**Фрагмент документа**.

##########

В любой сфере художественного творчества (и балет не исключение, хотя это нередко подвергают сомнению) вымысел автора оплодотворяется современностью, как бы она ни была порой глубоко скрыта в произведении, отдаленном от нас более чем столетием. Чувство современности придает произведению богатую внутреннюю жизнь, заражая его «волнениями века». Не в этом ли разгадка «бессмертия» «Жизели»? Современность сделала ее классической «драмой сердца», способной стоять в одном ряду с лучшими творениями литературы и искусства той поры.
Карлотта Гризи
На это наталкивает, в частности, рассказ Готье о рождении замысла балета. Удивителен скачок его мысли от народного предания к «Призракам» Гюго. Где здесь логика? И возможна ли связь этих первоисточников? Ведь стихи Гюго посвящены не фантастическим существам из народных преданий, не крестьянкам, живущим в средние века, а девушкам, находящимся где-то рядом с поэтом – его современницам и соотечественницам. Как могло предание о вилисах вызвать у Готье ассоциацию с героинями стихов Гюго? Похоже, что переход от первых ко вторым подсказан самим Гейне. Он воспроизвел предание о вилисах дважды. Впервые на французском языке в двухтомном издании «Картины путешествий» (1834), вторично – в двухтомнике «О Германии» (1835); в 1837 году оба варианта предания встретились в третьем томе французского издания «Салона». Интересно, что первое изложение предания о вилисах предваряется Гейне разговором непосредственно о парижанках. Приведу его в кратких выдержках.
«Есть люди, которые думают, что они могут совершенно отчетливо рассмотреть бабочку, наколов ее булавкой на бумагу. Это столь же нелепо, сколь и жестоко. Приколотая, неподвижная бабочка уже более не бабочка. Бабочку надо рассматривать, когда она порхает вокруг цветов. И парижанку надо рассматривать не в ее домашней обстановке, где у нее, как у бабочки, грудь проколота булавкой, а в гостиных, на вечерах, на балах, где она порхает на своих крылышках из расшитого газа и шелка под сверкающими лучами хрустальных люстр… Тогда раскрывается вся их страстная любовь к жизни, их жажда сладостного дурмана, жажда опьянения, и это придает им почти пугающую красоту и очарование, которое одновременно и восхищает и потрясает нашу душу». Затем без всякого перехода – следующий текст: «Это стремление вкушать радости жизни, словно смерть оторвет их от кипучего источника наслаждений, или он иссякнет, это исступление, эта одержимость, это безумие парижанок, особенно поражающее на балах, напоминает мне поверие о мертвых танцовщицах, которых у нас называют вилисами». И поэт начинает предание о них.

##########

**Предоставленные материалы**.

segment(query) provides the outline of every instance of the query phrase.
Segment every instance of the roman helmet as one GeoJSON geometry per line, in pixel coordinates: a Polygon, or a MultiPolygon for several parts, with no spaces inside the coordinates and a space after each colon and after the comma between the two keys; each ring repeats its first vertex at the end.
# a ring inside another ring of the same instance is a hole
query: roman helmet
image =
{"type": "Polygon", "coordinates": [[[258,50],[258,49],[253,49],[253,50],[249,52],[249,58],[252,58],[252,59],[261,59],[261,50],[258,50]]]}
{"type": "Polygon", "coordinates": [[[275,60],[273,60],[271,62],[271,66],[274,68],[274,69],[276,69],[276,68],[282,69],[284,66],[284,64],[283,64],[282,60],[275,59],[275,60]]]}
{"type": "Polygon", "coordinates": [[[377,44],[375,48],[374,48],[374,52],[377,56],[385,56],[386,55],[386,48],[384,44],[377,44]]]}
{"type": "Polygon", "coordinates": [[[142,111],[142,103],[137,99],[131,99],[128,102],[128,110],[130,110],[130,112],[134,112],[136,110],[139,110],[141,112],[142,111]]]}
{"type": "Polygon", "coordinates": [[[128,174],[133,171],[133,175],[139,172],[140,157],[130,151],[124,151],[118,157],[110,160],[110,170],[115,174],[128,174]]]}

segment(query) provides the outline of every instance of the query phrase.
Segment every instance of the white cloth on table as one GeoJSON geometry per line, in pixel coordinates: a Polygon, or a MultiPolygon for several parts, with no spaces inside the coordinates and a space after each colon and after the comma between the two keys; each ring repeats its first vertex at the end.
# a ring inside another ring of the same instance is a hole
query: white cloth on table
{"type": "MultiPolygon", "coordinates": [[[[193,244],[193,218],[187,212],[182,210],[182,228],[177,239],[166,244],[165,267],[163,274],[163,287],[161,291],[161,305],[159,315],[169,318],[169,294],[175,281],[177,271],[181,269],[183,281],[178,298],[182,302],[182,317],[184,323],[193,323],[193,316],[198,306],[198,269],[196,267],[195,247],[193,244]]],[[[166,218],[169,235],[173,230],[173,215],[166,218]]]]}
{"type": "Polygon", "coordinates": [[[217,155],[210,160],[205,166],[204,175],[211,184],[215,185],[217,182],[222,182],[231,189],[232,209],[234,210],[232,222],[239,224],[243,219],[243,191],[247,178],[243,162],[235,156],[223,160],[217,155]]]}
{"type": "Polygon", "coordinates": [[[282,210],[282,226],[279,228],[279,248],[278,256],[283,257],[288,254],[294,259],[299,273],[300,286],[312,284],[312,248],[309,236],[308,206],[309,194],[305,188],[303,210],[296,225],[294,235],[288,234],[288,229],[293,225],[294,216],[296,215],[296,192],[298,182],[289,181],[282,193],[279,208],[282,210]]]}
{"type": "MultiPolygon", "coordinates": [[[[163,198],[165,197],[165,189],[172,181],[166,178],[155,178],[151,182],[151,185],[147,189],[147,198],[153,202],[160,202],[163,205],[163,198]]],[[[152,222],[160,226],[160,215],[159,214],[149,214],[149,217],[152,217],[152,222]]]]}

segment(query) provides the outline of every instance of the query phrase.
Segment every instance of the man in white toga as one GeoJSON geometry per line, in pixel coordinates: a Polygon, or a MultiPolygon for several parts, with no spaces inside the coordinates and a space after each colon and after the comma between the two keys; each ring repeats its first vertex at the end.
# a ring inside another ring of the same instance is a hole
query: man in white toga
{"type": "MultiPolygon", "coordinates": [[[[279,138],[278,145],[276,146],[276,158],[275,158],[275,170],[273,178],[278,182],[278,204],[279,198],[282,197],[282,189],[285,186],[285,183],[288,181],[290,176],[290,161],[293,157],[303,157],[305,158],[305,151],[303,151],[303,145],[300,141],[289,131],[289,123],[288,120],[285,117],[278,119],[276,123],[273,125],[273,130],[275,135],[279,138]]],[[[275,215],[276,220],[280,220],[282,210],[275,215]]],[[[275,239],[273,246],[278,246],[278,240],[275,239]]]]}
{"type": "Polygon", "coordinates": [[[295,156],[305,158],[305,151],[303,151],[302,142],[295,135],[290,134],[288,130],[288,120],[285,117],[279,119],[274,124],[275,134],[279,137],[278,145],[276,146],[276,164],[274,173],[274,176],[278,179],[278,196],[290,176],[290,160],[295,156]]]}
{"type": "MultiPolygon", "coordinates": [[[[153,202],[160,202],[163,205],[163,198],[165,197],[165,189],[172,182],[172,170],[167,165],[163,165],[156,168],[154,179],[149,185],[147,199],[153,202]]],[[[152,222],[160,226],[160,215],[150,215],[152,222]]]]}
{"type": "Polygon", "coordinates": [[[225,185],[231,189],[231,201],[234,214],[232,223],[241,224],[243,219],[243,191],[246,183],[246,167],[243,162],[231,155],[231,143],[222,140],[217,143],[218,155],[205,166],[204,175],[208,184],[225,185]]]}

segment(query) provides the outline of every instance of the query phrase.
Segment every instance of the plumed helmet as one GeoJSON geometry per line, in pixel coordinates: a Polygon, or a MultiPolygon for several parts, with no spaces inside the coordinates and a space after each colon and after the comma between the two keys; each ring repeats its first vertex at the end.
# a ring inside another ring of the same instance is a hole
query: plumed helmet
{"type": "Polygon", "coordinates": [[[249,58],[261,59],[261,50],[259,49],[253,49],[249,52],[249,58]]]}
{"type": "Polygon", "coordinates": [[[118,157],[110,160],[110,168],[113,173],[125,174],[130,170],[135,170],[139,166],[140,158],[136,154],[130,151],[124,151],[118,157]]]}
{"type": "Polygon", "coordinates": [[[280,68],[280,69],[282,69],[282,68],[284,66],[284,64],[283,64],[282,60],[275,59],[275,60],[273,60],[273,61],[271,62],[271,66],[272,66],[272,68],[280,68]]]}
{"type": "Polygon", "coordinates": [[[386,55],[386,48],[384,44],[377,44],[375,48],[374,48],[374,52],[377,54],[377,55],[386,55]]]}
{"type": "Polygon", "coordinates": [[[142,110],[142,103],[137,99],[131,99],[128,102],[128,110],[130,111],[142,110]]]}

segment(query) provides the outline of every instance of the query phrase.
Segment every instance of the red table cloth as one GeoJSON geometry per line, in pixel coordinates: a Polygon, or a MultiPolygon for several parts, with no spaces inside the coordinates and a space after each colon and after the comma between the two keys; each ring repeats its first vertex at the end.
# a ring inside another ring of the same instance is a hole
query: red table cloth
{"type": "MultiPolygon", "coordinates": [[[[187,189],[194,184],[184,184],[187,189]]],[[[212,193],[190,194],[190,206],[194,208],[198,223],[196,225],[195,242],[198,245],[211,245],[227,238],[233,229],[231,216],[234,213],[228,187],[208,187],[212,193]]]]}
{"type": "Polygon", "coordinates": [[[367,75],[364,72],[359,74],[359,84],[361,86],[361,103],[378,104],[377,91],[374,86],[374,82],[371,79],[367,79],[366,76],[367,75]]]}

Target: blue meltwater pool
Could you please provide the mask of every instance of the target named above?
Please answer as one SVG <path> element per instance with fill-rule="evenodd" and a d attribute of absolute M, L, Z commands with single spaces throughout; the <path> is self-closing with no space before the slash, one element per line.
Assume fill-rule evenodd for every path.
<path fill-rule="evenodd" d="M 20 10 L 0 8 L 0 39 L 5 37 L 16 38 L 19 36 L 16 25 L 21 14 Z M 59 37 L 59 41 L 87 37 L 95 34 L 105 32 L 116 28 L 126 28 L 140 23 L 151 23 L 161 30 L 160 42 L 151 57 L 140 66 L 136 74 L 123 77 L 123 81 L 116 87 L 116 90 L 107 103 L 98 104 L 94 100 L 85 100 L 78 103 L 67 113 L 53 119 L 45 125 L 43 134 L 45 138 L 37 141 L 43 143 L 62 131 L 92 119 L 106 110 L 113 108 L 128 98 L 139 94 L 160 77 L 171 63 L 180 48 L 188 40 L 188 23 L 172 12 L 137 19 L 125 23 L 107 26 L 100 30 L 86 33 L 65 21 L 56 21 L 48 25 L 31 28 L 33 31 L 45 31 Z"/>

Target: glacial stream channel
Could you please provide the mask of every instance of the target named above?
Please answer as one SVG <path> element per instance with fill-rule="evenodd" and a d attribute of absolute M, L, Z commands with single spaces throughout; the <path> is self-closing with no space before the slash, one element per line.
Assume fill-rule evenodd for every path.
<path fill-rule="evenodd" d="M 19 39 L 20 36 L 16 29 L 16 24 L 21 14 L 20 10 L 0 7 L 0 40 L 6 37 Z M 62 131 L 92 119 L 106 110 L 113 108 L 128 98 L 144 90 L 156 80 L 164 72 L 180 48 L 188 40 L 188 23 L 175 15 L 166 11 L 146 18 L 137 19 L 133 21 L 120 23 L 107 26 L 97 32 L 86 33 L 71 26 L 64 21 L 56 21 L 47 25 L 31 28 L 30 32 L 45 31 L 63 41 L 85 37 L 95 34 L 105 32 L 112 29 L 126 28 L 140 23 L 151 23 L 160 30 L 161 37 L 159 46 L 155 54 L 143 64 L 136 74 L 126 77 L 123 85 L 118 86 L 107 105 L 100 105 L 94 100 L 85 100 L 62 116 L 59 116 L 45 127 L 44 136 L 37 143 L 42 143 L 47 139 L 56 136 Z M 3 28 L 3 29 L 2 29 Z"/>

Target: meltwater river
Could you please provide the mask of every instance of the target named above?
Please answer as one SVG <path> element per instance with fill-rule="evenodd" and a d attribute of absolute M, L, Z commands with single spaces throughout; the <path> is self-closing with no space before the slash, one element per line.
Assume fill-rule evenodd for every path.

##########

**Задания к выполнению**.
a) В каком году, согласно отрывку о балете «Жизель», оба варианта предания о вилисах оказались в третьем томе французского издания «Салона»?
b) Выпишите из отрывка о балете «Жизель» всё, что идет от слов «В любой сфере» и вниз до слов «искусства той поры.».
Материал для работы не понадобится.

**Ответы по заданиям**.
a) В 1837 году.

b)
В любой сфере художественного творчества (и балет не исключение, хотя это нередко подвергают сомнению) вымысел автора оплодотворяется современностью, как бы она ни была порой глубоко скрыта в произведении, отдаленном от нас более чем столетием. Чувство современности придает произведению богатую внутреннюю жизнь, заражая его «волнениями века». Не в этом ли разгадка «бессмертия» «Жизели»? Современность сделала ее классической «драмой сердца», способной стоять в одном ряду с лучшими творениями литературы и искусства той поры.